> _What this task involves_
Give back the full listing, character for character, with no pictures.

> _Raw records_

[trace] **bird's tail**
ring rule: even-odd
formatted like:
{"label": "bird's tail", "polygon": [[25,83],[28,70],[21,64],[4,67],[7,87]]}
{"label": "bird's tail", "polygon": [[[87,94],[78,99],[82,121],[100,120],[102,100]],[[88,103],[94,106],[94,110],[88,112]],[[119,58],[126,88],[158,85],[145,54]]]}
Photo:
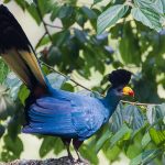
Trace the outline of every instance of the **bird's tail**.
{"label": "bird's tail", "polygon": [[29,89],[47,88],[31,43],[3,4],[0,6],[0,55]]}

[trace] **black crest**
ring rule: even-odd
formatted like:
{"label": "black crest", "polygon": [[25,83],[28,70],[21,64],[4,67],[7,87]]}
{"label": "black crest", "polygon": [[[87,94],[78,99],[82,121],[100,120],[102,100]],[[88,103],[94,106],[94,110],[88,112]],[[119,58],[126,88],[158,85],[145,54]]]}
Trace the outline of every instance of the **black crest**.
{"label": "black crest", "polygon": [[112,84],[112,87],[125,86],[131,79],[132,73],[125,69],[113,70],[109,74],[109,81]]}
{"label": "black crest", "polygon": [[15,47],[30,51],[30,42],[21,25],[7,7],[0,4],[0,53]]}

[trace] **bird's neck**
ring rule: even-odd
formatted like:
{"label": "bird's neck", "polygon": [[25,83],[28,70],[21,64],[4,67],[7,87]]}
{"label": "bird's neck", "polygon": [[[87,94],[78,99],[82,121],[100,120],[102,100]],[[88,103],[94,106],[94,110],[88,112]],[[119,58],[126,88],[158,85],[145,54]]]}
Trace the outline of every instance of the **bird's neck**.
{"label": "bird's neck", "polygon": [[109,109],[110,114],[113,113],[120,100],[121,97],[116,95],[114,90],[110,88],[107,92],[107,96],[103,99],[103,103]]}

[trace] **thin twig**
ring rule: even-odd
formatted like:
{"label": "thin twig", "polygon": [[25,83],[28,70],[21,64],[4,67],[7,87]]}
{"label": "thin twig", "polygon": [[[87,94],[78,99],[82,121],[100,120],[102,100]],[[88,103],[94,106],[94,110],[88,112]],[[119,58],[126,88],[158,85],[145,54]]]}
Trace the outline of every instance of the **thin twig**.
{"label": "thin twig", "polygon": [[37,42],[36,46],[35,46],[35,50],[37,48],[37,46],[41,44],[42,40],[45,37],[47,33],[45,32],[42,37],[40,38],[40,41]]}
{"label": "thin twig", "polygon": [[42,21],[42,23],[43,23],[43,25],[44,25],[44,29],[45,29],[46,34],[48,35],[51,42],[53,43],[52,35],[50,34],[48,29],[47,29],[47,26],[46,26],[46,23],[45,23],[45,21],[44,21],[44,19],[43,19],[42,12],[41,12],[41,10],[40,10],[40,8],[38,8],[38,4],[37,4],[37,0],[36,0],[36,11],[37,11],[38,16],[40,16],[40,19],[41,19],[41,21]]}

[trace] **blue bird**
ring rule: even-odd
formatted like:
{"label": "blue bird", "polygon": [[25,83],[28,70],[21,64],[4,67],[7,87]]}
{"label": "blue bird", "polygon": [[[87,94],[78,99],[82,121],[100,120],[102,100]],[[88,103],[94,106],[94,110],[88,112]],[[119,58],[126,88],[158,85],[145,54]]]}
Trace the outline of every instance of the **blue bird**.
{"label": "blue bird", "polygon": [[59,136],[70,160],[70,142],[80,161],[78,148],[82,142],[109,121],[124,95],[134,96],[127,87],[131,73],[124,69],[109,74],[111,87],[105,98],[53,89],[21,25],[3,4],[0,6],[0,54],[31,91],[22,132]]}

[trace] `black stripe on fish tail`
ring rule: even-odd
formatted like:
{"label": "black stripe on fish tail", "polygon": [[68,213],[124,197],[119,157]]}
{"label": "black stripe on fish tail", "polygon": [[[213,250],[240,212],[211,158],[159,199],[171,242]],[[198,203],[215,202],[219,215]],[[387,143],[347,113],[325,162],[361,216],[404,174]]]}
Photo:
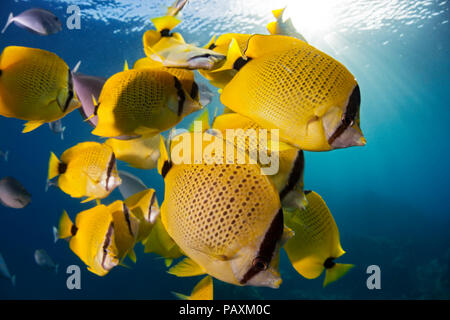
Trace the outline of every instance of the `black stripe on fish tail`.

> _Response to the task_
[trace] **bird's tail**
ring rule: even-odd
formatted like:
{"label": "bird's tail", "polygon": [[25,83],[28,70],[21,64],[4,67],[7,87]]}
{"label": "bird's tail", "polygon": [[[87,94],[78,99],[82,121],[100,120],[102,100]],[[88,103],[94,106],[94,110],[88,112]],[[119,58],[126,88],[158,85],[145,54]]]}
Photo:
Trace the outline of every instance of the **bird's tail**.
{"label": "bird's tail", "polygon": [[29,89],[47,88],[31,43],[3,4],[0,6],[0,55]]}

[trace] **black crest**
ring rule: even-odd
formatted like:
{"label": "black crest", "polygon": [[25,83],[28,70],[21,64],[4,67],[7,87]]}
{"label": "black crest", "polygon": [[[87,94],[78,99],[82,121],[100,120],[102,100]],[[88,103],[94,106],[94,110],[88,112]],[[119,58],[126,88],[158,85],[145,54]]]}
Trace the outline of every instance of the **black crest**.
{"label": "black crest", "polygon": [[112,84],[112,87],[125,86],[131,79],[132,73],[125,69],[113,70],[109,74],[109,81]]}
{"label": "black crest", "polygon": [[15,47],[30,51],[30,42],[21,25],[7,7],[0,4],[0,53]]}

[trace] **bird's neck**
ring rule: even-odd
formatted like:
{"label": "bird's neck", "polygon": [[25,83],[28,70],[21,64],[4,67],[7,87]]}
{"label": "bird's neck", "polygon": [[[87,94],[78,99],[82,121],[100,120],[102,100]],[[88,103],[94,106],[94,110],[88,112]],[[119,58],[126,88],[158,85],[145,54]]]}
Trace the outline of every instance of the **bird's neck**.
{"label": "bird's neck", "polygon": [[109,109],[110,114],[113,113],[120,100],[121,97],[116,95],[114,90],[110,88],[107,92],[107,96],[103,99],[103,103]]}

[trace] **thin twig**
ring rule: even-odd
formatted like:
{"label": "thin twig", "polygon": [[25,83],[28,70],[21,64],[4,67],[7,87]]}
{"label": "thin twig", "polygon": [[[87,94],[78,99],[82,121],[100,120],[102,100]],[[88,103],[94,106],[94,110],[88,112]],[[119,58],[126,88],[158,85],[145,54]]]}
Trace the outline of every instance of the **thin twig**.
{"label": "thin twig", "polygon": [[37,42],[36,46],[35,46],[35,50],[37,48],[37,46],[41,44],[42,40],[45,37],[47,33],[45,32],[42,37],[40,38],[40,41]]}
{"label": "thin twig", "polygon": [[42,21],[42,23],[43,23],[43,25],[44,25],[44,29],[45,29],[46,34],[48,35],[51,42],[53,43],[52,35],[50,34],[48,29],[47,29],[47,26],[46,26],[46,23],[45,23],[45,21],[44,21],[44,19],[43,19],[42,12],[41,12],[41,10],[40,10],[40,8],[38,8],[38,4],[37,4],[37,0],[36,0],[36,11],[37,11],[38,16],[40,16],[40,19],[41,19],[41,21]]}

[trace] **blue bird**
ring rule: even-odd
formatted like:
{"label": "blue bird", "polygon": [[25,83],[28,70],[21,64],[4,67],[7,87]]}
{"label": "blue bird", "polygon": [[[87,94],[78,99],[82,121],[100,120],[102,100]],[[88,103],[94,106],[94,110],[88,112]],[[119,58],[126,88],[158,85],[145,54]]]}
Trace the outline of every instance of the **blue bird**.
{"label": "blue bird", "polygon": [[59,136],[70,160],[70,142],[80,161],[78,148],[82,142],[109,121],[124,95],[134,96],[127,87],[131,73],[124,69],[109,74],[111,87],[105,98],[53,89],[21,25],[3,4],[0,6],[0,54],[31,91],[22,132]]}

[trace] `black stripe on fish tail`
ring rule: even-odd
formatted like:
{"label": "black stripe on fish tail", "polygon": [[68,213],[124,197],[119,157]]}
{"label": "black stripe on fish tail", "polygon": [[[213,250],[240,212],[211,158],[159,199],[171,242]],[[198,203],[215,202],[219,215]],[[387,143],[347,113],[325,162],[361,216],[404,174]]]}
Photo:
Trace the outline of every instance of the `black stripe on fish tail`.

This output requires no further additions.